[start Material provided]

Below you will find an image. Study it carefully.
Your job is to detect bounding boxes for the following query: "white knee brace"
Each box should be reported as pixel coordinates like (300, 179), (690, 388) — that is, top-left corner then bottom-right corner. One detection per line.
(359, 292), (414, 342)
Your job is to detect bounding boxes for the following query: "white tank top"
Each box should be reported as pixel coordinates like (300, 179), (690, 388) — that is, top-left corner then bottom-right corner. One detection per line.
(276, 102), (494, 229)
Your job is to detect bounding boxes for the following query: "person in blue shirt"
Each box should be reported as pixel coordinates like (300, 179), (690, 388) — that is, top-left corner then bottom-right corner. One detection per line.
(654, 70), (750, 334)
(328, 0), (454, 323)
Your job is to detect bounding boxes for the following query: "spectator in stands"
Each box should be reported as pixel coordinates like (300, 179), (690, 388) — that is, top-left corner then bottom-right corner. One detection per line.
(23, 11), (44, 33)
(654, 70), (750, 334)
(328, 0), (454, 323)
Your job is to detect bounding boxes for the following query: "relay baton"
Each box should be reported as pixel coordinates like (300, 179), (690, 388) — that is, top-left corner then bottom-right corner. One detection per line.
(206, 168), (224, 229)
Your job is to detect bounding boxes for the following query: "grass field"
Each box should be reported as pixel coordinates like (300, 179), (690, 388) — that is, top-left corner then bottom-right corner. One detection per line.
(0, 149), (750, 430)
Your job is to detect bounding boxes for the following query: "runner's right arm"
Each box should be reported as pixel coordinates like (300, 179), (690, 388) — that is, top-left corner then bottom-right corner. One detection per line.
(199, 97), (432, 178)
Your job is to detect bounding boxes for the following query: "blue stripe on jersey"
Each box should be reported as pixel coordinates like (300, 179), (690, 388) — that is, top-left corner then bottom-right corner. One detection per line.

[end Material provided]

» What is expected: Repeat the records above in full, character for character.

» Reply to the task:
Below you will find an image. Study it carefully.
Your job is to detect bounding boxes for the following query: "white knee brace"
Each box should be reported as pixel coordinates like (300, 179), (690, 388) — that is, top-left corner then bottom-right corner. One detection per line.
(359, 292), (414, 342)
Your job is to detect bounding boxes for the following query: "white tank top"
Each box should be reported as pixel coordinates like (300, 179), (690, 388) — that is, top-left corner then bottom-right corner. One detection per line.
(276, 102), (494, 229)
Your job is to detect bounding boxes for the following query: "person in blue shirt"
Each box should be reported as pixel coordinates like (300, 179), (690, 388) — that is, top-left corner then bottom-right corner. One detection per line.
(654, 70), (750, 334)
(328, 0), (454, 323)
Your job is to detect bounding boxes for the following query: "spectator in stands"
Each box should be reported as pixel coordinates like (300, 179), (690, 388) — that is, top-left corner then bottom-right corner. One detection per line.
(23, 11), (44, 33)
(654, 70), (750, 334)
(328, 0), (454, 323)
Your job is to detect bounding boxes for the following query: "relay baton"
Each box should be reported as pixel coordinates like (300, 179), (690, 388) — that is, top-left corner then bottom-right corner. One detection per line.
(206, 168), (224, 229)
Your job is to detect bounding boxes for the following query: "grass field"
Each box should be reported as pixel coordinates like (300, 179), (690, 388) — that is, top-left corner then bottom-right corner. One detection per line.
(0, 149), (750, 430)
Your job is to detect bounding boxes for the following query: "runner's right arm"
Each box should be reported as pixel coordinates like (300, 179), (690, 388) — that is, top-left corner then bottom-right corner. One detection per line.
(199, 97), (432, 178)
Your job is to detect bounding boxes for the following query: "blue stripe on jersey"
Each box should be reported as pixel coordinates like (300, 179), (690, 388) — that is, top-left corner then bottom-right corner. One detection per line.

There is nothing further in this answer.